──────── Texto de leitura ────────

No presente, os delegados de polícia recebem um adicional denominado “ALE” – Adicional de Local de Exercício – o qual possui três faixas.
Aqueles que trabalham em cidades até 200 mil habitantes recebem o dito adicional no valor de R$ 1.008,00, os que trabalham em cidades com população entre 200 a 500 mil habitantes recebem R$ 1.226,00, e finalmente os que trabalham em cidades com mais de 500 mil habitantes, recebem R$ 1.575,00.
Ocorre que tais valores só são recebidos se o delegado de polícia estiver trabalhando, com o que se vier a se aposentar, deixará automaticamente de recebê-lo e, pior ainda, se falecer ou entrar em licença-médica, respectivamente seus familiares e ele próprio também deixarão de receber o mencionado adicional.
Após os ataques do PCC – Primeiro Comando da Capital – vários policias faleceram ou em virtude de ferimentos entraram em licenças médicas, assim o ALE, como num passe de mágica, desapareceu de seus holerites.

────────

● **Atividades**
[A] De acordo com o texto sobre o adicional dos delegados, quanto recebe de ALE o delegado que trabalha em cidade com mais de 500 mil habitantes?
[B] Repita o trecho do texto sobre o adicional dos delegados que começa com as palavras "Aqueles que trabalham" e termina com "o mencionado adicional.".

──────── Dados armazenados ────────

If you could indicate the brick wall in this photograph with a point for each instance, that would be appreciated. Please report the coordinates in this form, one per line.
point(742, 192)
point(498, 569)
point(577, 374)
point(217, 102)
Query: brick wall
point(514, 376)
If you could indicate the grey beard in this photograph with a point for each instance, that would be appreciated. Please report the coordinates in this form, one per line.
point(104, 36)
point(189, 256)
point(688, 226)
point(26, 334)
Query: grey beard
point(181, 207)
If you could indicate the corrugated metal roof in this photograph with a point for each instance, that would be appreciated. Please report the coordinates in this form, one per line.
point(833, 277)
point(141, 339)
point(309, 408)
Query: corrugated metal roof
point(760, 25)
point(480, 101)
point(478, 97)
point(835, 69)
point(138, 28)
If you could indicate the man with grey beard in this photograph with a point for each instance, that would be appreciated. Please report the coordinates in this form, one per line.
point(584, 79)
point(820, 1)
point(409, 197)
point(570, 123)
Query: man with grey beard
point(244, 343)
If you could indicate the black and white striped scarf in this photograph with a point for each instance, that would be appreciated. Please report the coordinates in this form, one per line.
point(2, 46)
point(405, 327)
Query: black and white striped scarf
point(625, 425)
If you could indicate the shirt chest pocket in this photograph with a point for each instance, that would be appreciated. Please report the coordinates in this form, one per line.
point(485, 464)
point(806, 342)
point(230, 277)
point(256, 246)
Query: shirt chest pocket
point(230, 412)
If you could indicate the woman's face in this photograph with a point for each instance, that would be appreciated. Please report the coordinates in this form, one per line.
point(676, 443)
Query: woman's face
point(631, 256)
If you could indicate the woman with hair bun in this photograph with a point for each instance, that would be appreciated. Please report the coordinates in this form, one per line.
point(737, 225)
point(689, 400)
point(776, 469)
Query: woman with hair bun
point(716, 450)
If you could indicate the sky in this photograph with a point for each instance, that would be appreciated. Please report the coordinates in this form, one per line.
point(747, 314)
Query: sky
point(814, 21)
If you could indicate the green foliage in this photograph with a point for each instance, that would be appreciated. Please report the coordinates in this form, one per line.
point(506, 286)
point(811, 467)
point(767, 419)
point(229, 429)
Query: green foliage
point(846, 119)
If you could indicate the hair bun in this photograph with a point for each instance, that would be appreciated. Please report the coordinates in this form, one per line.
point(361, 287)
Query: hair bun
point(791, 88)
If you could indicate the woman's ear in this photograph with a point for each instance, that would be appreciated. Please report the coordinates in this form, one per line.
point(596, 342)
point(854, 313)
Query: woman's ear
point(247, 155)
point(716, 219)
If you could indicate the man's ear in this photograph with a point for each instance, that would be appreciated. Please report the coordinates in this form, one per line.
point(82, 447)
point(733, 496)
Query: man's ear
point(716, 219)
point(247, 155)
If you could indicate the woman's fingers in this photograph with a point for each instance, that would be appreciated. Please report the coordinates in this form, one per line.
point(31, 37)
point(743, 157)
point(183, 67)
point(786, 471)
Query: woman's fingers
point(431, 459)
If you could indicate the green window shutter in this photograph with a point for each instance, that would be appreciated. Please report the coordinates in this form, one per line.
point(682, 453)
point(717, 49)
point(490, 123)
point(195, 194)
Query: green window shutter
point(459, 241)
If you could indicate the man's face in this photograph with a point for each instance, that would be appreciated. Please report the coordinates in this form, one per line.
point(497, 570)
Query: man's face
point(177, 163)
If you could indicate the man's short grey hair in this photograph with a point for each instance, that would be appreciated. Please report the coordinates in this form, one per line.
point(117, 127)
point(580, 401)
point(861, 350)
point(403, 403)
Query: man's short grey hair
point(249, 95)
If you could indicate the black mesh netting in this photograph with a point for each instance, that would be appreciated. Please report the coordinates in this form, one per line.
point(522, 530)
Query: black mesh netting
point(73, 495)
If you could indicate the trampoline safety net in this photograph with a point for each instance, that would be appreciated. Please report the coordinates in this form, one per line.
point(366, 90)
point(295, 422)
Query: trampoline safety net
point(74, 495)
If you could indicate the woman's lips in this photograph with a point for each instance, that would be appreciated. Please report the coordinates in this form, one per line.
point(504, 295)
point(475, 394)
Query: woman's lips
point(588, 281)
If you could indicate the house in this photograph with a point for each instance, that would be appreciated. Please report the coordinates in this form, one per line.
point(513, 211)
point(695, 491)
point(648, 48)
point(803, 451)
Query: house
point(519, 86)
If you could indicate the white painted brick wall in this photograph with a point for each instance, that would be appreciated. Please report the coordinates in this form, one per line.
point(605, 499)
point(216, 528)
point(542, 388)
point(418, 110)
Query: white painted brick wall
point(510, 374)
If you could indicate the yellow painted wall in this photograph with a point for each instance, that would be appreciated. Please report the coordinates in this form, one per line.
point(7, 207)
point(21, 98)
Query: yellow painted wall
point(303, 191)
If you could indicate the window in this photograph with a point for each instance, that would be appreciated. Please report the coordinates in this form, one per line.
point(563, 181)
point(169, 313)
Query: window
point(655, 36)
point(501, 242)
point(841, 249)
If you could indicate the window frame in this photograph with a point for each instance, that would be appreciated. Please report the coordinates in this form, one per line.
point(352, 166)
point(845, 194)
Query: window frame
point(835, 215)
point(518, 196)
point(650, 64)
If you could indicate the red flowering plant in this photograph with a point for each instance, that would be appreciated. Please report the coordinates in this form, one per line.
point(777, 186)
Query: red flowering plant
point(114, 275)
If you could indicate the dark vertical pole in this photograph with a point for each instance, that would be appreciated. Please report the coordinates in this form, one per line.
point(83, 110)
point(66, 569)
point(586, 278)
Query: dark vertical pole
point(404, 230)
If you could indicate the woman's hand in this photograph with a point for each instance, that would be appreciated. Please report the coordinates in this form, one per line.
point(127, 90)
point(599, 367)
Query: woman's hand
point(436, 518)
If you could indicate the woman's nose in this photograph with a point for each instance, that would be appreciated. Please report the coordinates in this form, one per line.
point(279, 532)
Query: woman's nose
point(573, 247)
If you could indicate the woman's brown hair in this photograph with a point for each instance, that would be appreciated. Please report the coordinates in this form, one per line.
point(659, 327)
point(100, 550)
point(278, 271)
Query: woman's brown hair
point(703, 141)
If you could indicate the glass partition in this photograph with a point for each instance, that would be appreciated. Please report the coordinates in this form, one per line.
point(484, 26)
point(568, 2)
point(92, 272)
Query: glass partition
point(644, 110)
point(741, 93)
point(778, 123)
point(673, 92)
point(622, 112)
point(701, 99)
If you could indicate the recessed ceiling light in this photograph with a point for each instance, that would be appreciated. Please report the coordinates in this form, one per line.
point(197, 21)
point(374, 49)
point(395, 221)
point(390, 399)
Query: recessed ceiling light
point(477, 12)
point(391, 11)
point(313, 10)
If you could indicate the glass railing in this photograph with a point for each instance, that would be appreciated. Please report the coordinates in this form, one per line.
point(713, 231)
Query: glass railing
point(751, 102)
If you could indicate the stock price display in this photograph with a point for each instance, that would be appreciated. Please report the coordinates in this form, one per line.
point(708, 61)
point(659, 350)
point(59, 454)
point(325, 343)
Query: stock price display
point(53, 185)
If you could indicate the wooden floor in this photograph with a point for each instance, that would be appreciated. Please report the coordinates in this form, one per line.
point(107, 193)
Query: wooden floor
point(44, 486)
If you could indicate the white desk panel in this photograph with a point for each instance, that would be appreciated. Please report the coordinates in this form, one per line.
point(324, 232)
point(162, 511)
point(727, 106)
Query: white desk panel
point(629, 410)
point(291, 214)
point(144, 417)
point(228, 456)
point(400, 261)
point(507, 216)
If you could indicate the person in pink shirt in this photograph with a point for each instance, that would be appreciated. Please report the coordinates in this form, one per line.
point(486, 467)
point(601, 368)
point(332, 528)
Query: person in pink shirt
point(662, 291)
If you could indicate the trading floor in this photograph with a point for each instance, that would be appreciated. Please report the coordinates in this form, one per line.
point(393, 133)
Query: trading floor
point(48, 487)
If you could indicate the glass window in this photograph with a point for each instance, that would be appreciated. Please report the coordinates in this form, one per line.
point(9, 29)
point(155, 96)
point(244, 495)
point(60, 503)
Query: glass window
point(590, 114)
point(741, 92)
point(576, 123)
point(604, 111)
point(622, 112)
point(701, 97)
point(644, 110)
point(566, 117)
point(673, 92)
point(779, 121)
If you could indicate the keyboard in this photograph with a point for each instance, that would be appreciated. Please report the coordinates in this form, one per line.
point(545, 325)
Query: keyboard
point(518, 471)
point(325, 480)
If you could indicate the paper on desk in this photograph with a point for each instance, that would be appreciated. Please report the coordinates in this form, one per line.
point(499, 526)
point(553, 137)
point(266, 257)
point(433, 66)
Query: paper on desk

────────

● **Respostas das atividades**
[A] R$ 1.575,00.

[B]
Aqueles que trabalham em cidades até 200 mil habitantes recebem o dito adicional no valor de R$ 1.008,00, os que trabalham em cidades com população entre 200 a 500 mil habitantes recebem R$ 1.226,00, e finalmente os que trabalham em cidades com mais de 500 mil habitantes, recebem R$ 1.575,00.
Ocorre que tais valores só são recebidos se o delegado de polícia estiver trabalhando, com o que se vier a se aposentar, deixará automaticamente de recebê-lo e, pior ainda, se falecer ou entrar em licença-médica, respectivamente seus familiares e ele próprio também deixarão de receber o mencionado adicional.